*Extracto del texto:*
-----

03/12/2025
Sus ojos luminosos, inquietos, como dos enormes signos de interrogación, pero provistos de una profunda comprensión del mundo que le rodea.
Expectante de cada amanecer que aún no ha visto, de cada libro que no ha leído; a la espera de las conversaciones que cambiarán sus pensamientos, ansiosa de conocer los lugares lejanos que algún día visitará.
A cierta distancia, también le aguardan los primeros amores, esos que llegan con la fuerza y la dulzura del sol de otoño. Le esperan las amistades, esas que se forjan en la risa compartida y en el llanto consolado.
La vida le tiene preparadas incontables experiencias que aún no puede imaginar, conversaciones bajo estrellas que aún no ha logrado contar.
Un día no muy lejano, se descubrirá a sí misma, se mirará al espejo y reconocerá en sus propios ojos la fuerza que siempre estuvo ahí.

-----

Entradas de datos guardadas:
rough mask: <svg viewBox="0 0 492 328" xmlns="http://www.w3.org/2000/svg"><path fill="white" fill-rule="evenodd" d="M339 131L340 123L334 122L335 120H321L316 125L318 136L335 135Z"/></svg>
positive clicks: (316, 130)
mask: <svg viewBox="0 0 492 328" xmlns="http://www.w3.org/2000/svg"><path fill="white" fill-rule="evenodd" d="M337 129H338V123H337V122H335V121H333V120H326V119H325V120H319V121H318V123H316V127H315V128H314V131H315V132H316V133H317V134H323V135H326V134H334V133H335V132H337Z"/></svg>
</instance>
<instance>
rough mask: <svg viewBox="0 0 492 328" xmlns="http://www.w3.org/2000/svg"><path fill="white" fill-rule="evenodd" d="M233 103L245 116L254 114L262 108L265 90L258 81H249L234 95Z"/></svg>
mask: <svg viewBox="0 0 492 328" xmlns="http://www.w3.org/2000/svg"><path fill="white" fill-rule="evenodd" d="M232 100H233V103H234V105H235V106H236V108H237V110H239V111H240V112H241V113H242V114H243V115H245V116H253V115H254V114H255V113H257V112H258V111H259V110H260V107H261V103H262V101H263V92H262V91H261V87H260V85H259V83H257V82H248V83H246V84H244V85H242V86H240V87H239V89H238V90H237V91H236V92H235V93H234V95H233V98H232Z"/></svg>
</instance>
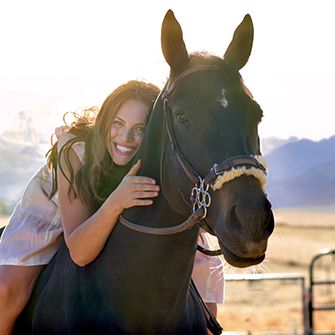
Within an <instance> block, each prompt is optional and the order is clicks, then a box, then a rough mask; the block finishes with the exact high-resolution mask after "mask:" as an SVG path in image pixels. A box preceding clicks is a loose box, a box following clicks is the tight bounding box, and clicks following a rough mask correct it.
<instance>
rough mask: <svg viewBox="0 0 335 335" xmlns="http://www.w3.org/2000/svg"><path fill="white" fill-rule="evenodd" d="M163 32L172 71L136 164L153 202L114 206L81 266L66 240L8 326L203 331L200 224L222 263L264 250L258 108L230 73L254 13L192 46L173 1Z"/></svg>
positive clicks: (25, 332)
mask: <svg viewBox="0 0 335 335" xmlns="http://www.w3.org/2000/svg"><path fill="white" fill-rule="evenodd" d="M161 42H162V51H163V54H164V57H165V60H166V62H167V63H168V64H169V66H170V76H169V80H168V82H167V84H166V85H165V87H164V89H163V90H162V92H161V94H160V95H159V97H158V99H157V101H156V103H155V106H154V109H153V112H152V115H151V117H150V120H149V123H148V126H147V130H146V134H145V136H144V139H143V142H142V145H141V147H140V150H139V152H138V157H139V158H141V159H142V162H143V164H142V169H141V171H140V174H141V175H146V176H150V177H153V178H154V179H156V180H157V182H158V184H159V185H160V186H161V189H162V191H161V193H160V195H159V197H158V198H157V200H156V201H155V203H154V204H153V205H152V206H149V207H133V208H131V209H128V210H126V211H125V212H124V213H123V215H122V217H120V220H119V222H118V223H117V225H116V226H115V228H114V230H113V232H112V233H111V235H110V237H109V239H108V241H107V243H106V246H105V248H104V250H103V252H102V253H101V254H100V255H99V257H98V258H97V259H96V260H95V261H94V262H92V263H91V264H89V265H88V266H86V267H83V268H80V267H78V266H76V265H75V264H74V263H73V262H72V261H71V258H70V256H69V253H68V250H67V248H66V246H65V244H64V243H63V245H62V246H61V247H60V249H59V252H58V253H57V254H56V256H55V257H54V258H53V260H52V261H51V262H50V264H49V265H48V266H47V267H46V269H45V270H44V271H43V273H42V274H41V276H40V278H39V280H38V282H37V284H36V287H35V289H34V292H33V295H32V297H31V300H30V302H29V304H28V305H27V307H26V309H25V310H24V312H23V313H22V315H21V316H20V317H19V319H18V321H17V324H16V329H15V334H25V335H26V334H50V335H51V334H71V335H73V334H207V330H206V319H205V314H204V312H203V310H202V307H201V305H200V303H199V301H198V300H197V299H196V298H195V296H194V294H192V292H190V289H189V288H190V281H191V274H192V268H193V262H194V255H195V251H196V247H197V239H198V234H199V229H200V226H202V227H203V228H204V229H206V230H208V231H209V232H210V233H212V234H214V235H215V236H216V237H217V238H218V241H219V245H220V248H221V250H222V253H223V255H224V257H225V259H226V261H227V262H228V263H229V264H231V265H233V266H236V267H248V266H251V265H255V264H259V263H261V262H262V261H263V260H264V257H265V252H266V248H267V241H268V238H269V236H270V235H271V233H272V231H273V228H274V220H273V214H272V211H271V205H270V203H269V201H268V200H267V198H266V195H265V194H264V186H265V177H266V169H265V166H264V163H263V161H262V159H261V154H260V148H259V138H258V131H257V126H258V124H259V122H260V121H261V117H262V110H261V108H260V106H259V105H258V104H257V103H256V101H255V100H254V99H253V97H252V96H251V93H250V92H249V90H248V89H247V88H246V86H245V85H244V83H243V81H242V78H241V76H240V74H239V70H240V69H241V68H242V67H243V66H244V65H245V64H246V62H247V61H248V58H249V55H250V53H251V48H252V42H253V25H252V21H251V18H250V16H249V15H247V16H245V18H244V19H243V21H242V22H241V24H240V25H239V26H238V27H237V28H236V30H235V33H234V36H233V39H232V41H231V43H230V45H229V46H228V48H227V50H226V52H225V55H224V57H223V58H221V57H217V56H213V55H210V54H206V53H194V54H191V55H189V54H188V52H187V49H186V46H185V43H184V40H183V34H182V29H181V26H180V24H179V23H178V21H177V20H176V18H175V16H174V14H173V12H172V11H168V12H167V14H166V16H165V18H164V20H163V24H162V35H161Z"/></svg>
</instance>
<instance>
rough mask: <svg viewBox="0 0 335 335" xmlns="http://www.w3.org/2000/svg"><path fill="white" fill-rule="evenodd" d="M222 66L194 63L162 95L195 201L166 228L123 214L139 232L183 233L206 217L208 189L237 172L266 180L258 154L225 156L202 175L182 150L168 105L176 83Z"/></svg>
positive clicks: (132, 225)
mask: <svg viewBox="0 0 335 335" xmlns="http://www.w3.org/2000/svg"><path fill="white" fill-rule="evenodd" d="M219 70H220V68H219V67H218V66H213V65H197V66H193V67H191V68H189V69H187V70H185V71H184V72H182V73H181V74H180V75H179V76H178V77H176V79H175V80H174V81H173V82H172V83H171V84H169V85H168V86H167V87H166V88H165V89H164V90H163V92H162V93H161V95H160V96H159V98H160V99H162V101H163V108H164V118H165V122H164V123H165V130H166V132H167V135H168V139H169V142H170V144H171V146H172V152H173V154H174V155H175V158H176V160H177V162H178V164H179V165H180V167H181V168H182V169H183V171H184V173H185V175H186V176H187V177H188V179H189V180H190V181H191V182H192V183H193V184H194V187H193V188H192V191H191V197H190V200H191V205H192V213H191V215H190V216H189V217H188V218H187V219H186V220H185V221H184V222H182V223H181V224H178V225H176V226H172V227H164V228H154V227H146V226H142V225H138V224H135V223H133V222H130V221H128V220H127V219H125V218H124V217H123V216H122V215H121V216H120V223H121V224H122V225H124V226H125V227H127V228H129V229H131V230H134V231H137V232H140V233H145V234H151V235H173V234H177V233H181V232H183V231H185V230H189V229H191V228H192V227H193V226H194V225H195V224H197V223H200V222H201V221H203V220H204V219H205V218H206V216H207V212H208V208H209V207H210V205H211V196H210V193H209V188H210V187H211V188H213V189H214V190H215V189H219V188H221V187H222V186H223V184H224V183H225V182H226V181H225V180H228V181H230V180H232V179H233V178H235V175H236V177H239V176H241V175H245V174H247V175H253V176H255V178H257V179H259V180H260V182H261V183H262V184H264V182H265V178H266V168H265V166H264V164H263V163H262V162H260V160H259V159H258V157H256V156H247V155H239V156H234V157H230V158H228V159H225V160H224V161H222V162H220V163H217V164H214V165H213V167H212V168H211V169H210V171H209V173H208V174H207V175H206V176H205V177H204V178H202V177H201V176H200V174H199V173H198V172H197V171H196V170H195V169H194V168H193V166H192V165H191V164H190V163H189V162H188V160H187V158H186V157H185V155H184V154H183V152H182V151H181V150H180V147H179V145H178V142H177V139H176V136H175V132H174V129H173V124H172V111H171V109H170V107H169V100H168V98H169V97H170V96H171V94H172V93H173V91H174V90H175V89H176V87H177V85H178V84H179V83H180V82H181V81H182V80H183V79H184V78H185V77H187V76H189V75H190V74H192V73H195V72H199V71H219ZM220 179H221V182H219V184H220V185H219V187H215V186H217V185H216V184H217V182H218V181H219V180H220Z"/></svg>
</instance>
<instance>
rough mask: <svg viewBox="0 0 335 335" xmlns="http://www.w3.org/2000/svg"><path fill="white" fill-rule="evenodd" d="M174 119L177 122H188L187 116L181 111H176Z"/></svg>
mask: <svg viewBox="0 0 335 335" xmlns="http://www.w3.org/2000/svg"><path fill="white" fill-rule="evenodd" d="M176 119H177V121H179V122H187V121H188V116H187V115H186V114H184V113H183V112H181V111H177V112H176Z"/></svg>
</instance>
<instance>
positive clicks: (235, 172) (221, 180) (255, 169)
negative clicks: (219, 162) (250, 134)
mask: <svg viewBox="0 0 335 335" xmlns="http://www.w3.org/2000/svg"><path fill="white" fill-rule="evenodd" d="M252 157H254V158H256V159H257V161H258V162H259V163H260V164H262V165H263V166H264V167H266V161H265V159H264V157H263V156H252ZM242 175H247V176H253V177H255V178H256V179H258V180H259V182H260V184H261V187H262V189H263V190H264V189H265V186H266V173H265V172H264V171H263V170H261V169H257V168H254V167H252V168H246V167H245V166H241V167H237V168H232V169H231V170H229V171H226V172H224V173H223V174H222V175H220V176H218V177H217V178H216V180H215V182H214V184H211V188H212V189H213V190H214V191H216V190H219V189H220V188H221V187H222V186H223V185H224V184H225V183H228V182H229V181H231V180H233V179H235V178H237V177H241V176H242Z"/></svg>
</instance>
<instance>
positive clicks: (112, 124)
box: [112, 120, 123, 128]
mask: <svg viewBox="0 0 335 335" xmlns="http://www.w3.org/2000/svg"><path fill="white" fill-rule="evenodd" d="M112 126H113V127H116V128H121V127H122V126H123V124H122V122H121V121H117V120H116V121H114V122H113V124H112Z"/></svg>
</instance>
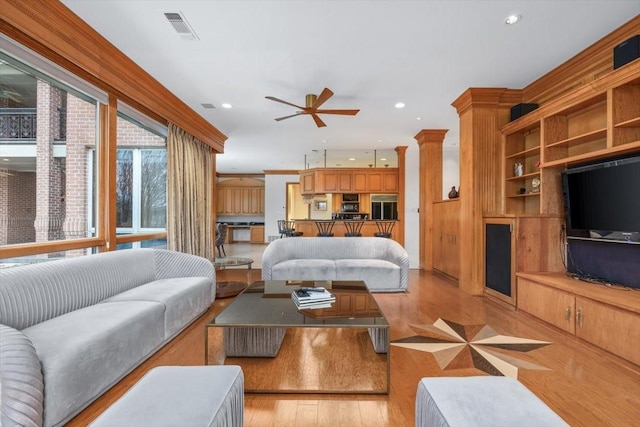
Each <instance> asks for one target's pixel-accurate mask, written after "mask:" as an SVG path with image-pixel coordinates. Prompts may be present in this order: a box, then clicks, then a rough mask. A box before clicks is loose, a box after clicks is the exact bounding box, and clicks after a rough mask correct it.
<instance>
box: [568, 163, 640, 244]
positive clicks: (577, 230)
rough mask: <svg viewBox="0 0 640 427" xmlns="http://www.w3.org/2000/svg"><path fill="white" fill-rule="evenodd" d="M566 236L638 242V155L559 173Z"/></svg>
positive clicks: (639, 231) (589, 165)
mask: <svg viewBox="0 0 640 427" xmlns="http://www.w3.org/2000/svg"><path fill="white" fill-rule="evenodd" d="M562 185H563V193H564V202H565V215H566V225H567V236H568V237H578V238H588V239H602V240H611V241H616V242H624V243H640V156H634V157H626V158H619V159H615V160H608V161H604V162H600V163H594V164H590V165H585V166H579V167H574V168H569V169H566V170H565V171H563V173H562Z"/></svg>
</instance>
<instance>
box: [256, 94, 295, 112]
mask: <svg viewBox="0 0 640 427" xmlns="http://www.w3.org/2000/svg"><path fill="white" fill-rule="evenodd" d="M265 98H267V99H270V100H271V101H276V102H280V103H282V104H287V105H291V106H292V107H296V108H298V109H300V110H304V107H301V106H299V105H296V104H292V103H290V102H288V101H283V100H282V99H278V98H274V97H273V96H265Z"/></svg>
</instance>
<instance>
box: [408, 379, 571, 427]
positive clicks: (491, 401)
mask: <svg viewBox="0 0 640 427" xmlns="http://www.w3.org/2000/svg"><path fill="white" fill-rule="evenodd" d="M426 426H430V427H431V426H451V427H454V426H465V427H470V426H474V427H478V426H486V427H497V426H518V427H526V426H531V427H541V426H545V427H554V426H563V427H564V426H568V424H567V423H565V422H564V420H563V419H562V418H560V417H559V416H558V415H557V414H556V413H555V412H553V411H552V410H551V409H550V408H549V407H548V406H547V405H545V403H544V402H543V401H542V400H540V399H538V397H537V396H536V395H535V394H533V393H531V392H530V391H529V389H527V388H526V387H525V386H524V385H522V384H521V383H520V382H519V381H518V380H516V379H513V378H509V377H490V376H485V377H446V378H445V377H440V378H423V379H422V380H421V381H420V382H419V383H418V392H417V395H416V427H426Z"/></svg>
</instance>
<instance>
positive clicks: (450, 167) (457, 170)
mask: <svg viewBox="0 0 640 427" xmlns="http://www.w3.org/2000/svg"><path fill="white" fill-rule="evenodd" d="M454 186H455V187H456V190H458V189H459V187H460V150H459V149H458V147H445V148H443V150H442V199H443V200H444V199H448V198H449V197H448V195H449V191H451V187H454ZM462 191H463V192H464V189H463V190H462Z"/></svg>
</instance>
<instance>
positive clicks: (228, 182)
mask: <svg viewBox="0 0 640 427" xmlns="http://www.w3.org/2000/svg"><path fill="white" fill-rule="evenodd" d="M217 197H218V199H217V201H216V203H217V208H216V212H217V213H218V215H264V182H262V181H259V180H236V179H233V180H227V181H222V182H220V183H219V184H218V188H217Z"/></svg>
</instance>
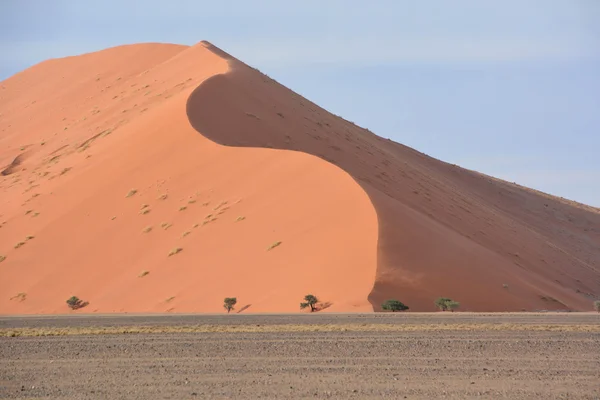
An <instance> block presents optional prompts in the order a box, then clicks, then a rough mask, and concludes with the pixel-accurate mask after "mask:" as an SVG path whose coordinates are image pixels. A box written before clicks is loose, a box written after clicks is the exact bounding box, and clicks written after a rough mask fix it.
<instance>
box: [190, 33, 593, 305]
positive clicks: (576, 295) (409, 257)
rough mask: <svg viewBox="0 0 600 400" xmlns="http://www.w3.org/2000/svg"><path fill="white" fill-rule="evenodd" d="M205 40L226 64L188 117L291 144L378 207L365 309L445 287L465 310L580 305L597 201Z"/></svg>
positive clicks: (407, 299)
mask: <svg viewBox="0 0 600 400" xmlns="http://www.w3.org/2000/svg"><path fill="white" fill-rule="evenodd" d="M208 46H209V47H211V46H210V45H208ZM212 48H213V50H214V51H215V53H216V54H219V55H220V56H221V57H224V58H226V59H228V60H229V62H230V65H231V71H230V72H228V73H227V74H219V75H216V76H214V77H211V78H210V79H208V80H207V81H206V82H205V83H204V84H203V85H201V86H200V87H199V88H198V89H196V90H195V91H194V93H193V94H192V96H191V97H190V100H189V102H188V115H189V117H190V121H191V122H192V125H193V126H194V127H195V128H196V129H197V130H198V131H199V132H201V133H202V134H204V135H205V136H207V137H208V138H210V139H211V140H213V141H215V142H217V143H221V144H225V145H229V146H245V147H269V148H278V149H288V150H297V151H302V152H306V153H309V154H314V155H317V156H319V157H321V158H323V159H325V160H327V161H329V162H331V163H332V164H335V165H337V166H339V167H340V168H342V169H343V170H345V171H347V172H348V173H349V174H350V175H352V177H353V178H354V179H355V180H356V181H357V182H358V183H359V184H360V185H361V186H362V187H363V189H364V190H365V191H366V192H367V193H368V194H369V197H370V199H371V201H372V202H373V205H374V206H375V208H376V210H377V214H378V221H379V240H378V255H377V277H376V280H375V282H374V288H373V291H372V292H371V294H370V300H371V302H372V304H373V305H374V307H375V308H376V309H377V308H378V305H379V304H381V302H382V301H384V300H385V299H388V298H401V299H402V300H403V301H404V300H406V302H407V303H408V304H410V305H411V306H413V308H417V309H420V310H433V309H434V306H433V302H432V299H435V298H436V297H439V296H446V297H451V298H454V299H457V300H460V301H461V303H462V304H463V308H467V307H468V309H471V310H477V311H483V310H489V311H499V310H521V309H527V310H531V309H574V310H580V309H585V310H587V309H590V308H591V301H592V299H593V298H594V297H595V296H598V295H600V212H599V210H597V209H594V208H591V207H587V206H584V205H581V204H577V203H574V202H568V201H565V200H562V199H558V198H555V197H553V196H548V195H545V194H542V193H539V192H535V191H532V190H530V189H526V188H523V187H519V186H517V185H515V184H510V183H508V182H503V181H500V180H497V179H494V178H491V177H488V176H485V175H482V174H479V173H476V172H473V171H468V170H465V169H462V168H460V167H458V166H454V165H449V164H446V163H444V162H441V161H438V160H435V159H433V158H431V157H428V156H426V155H424V154H421V153H419V152H417V151H415V150H413V149H410V148H408V147H405V146H402V145H400V144H398V143H394V142H392V141H390V140H385V139H383V138H381V137H378V136H376V135H374V134H373V133H371V132H369V131H368V130H365V129H362V128H360V127H358V126H356V125H354V124H352V123H350V122H348V121H345V120H343V119H341V118H339V117H337V116H334V115H332V114H330V113H328V112H327V111H325V110H323V109H322V108H320V107H318V106H317V105H315V104H313V103H311V102H309V101H307V100H306V99H304V98H302V97H301V96H299V95H297V94H295V93H294V92H292V91H290V90H289V89H287V88H285V87H283V86H282V85H280V84H278V83H277V82H275V81H273V80H272V79H270V78H269V77H267V76H265V75H263V74H261V73H259V72H258V71H256V70H254V69H252V68H250V67H248V66H246V65H244V64H243V63H241V62H239V61H238V60H235V59H234V58H232V57H230V56H228V55H226V54H224V53H223V52H222V51H220V50H219V49H216V48H214V47H212ZM240 126H243V129H242V130H241V131H240V129H239V128H236V127H240Z"/></svg>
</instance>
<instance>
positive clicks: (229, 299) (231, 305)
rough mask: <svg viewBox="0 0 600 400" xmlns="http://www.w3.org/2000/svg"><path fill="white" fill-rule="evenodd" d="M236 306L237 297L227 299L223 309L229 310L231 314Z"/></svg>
mask: <svg viewBox="0 0 600 400" xmlns="http://www.w3.org/2000/svg"><path fill="white" fill-rule="evenodd" d="M236 304H237V298H236V297H225V300H224V304H223V308H225V309H226V310H227V313H228V314H229V313H230V312H231V310H233V307H234V306H235V305H236Z"/></svg>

-----

*Por hacer:* Continúa el texto sobre unos ojos expectantes ante el futuro a partir de su última oración. Los ítems no guardan relación con el texto.

*Respuesta escrita:*
Le aguarda el descubrimiento de sus propios talentos, de todo eso que hará tan naturalmente que le parecerá algo común, hasta que alguien le diga que es extraordinario. Le esperan las pasiones que definirán sus días, los sueños que la desvelarán por las noches, los proyectos que la llenarán de propósito. Le aguarda la experiencia de ayudar a alguien, de ser la luz en el día oscuro de otra persona, de descubrir que tiene el poder de hacer una diferencia en el mundo. Le esperan también las risas hasta que le duela el estómago, las conversaciones que se extienden hasta el amanecer, los silencios cómodos con personas que comprenderán su alma sin necesidad de palabras.
Mientras tanto, en su rostro se dibuja una certeza, como si intuyera que todo lo que viene, será una odisea digna de ser vivida.
Sin saber aún que habrá días difíciles, momentos en que el mundo parecerá demasiado pesado, instantes en que dudará de sí misma. Pero algo en su energía sugiere que cuando esos momentos lleguen, ella tendrá la determinación de atravesarlos con la misma dulzura con la que ahora sostiene las flores entre sus manos.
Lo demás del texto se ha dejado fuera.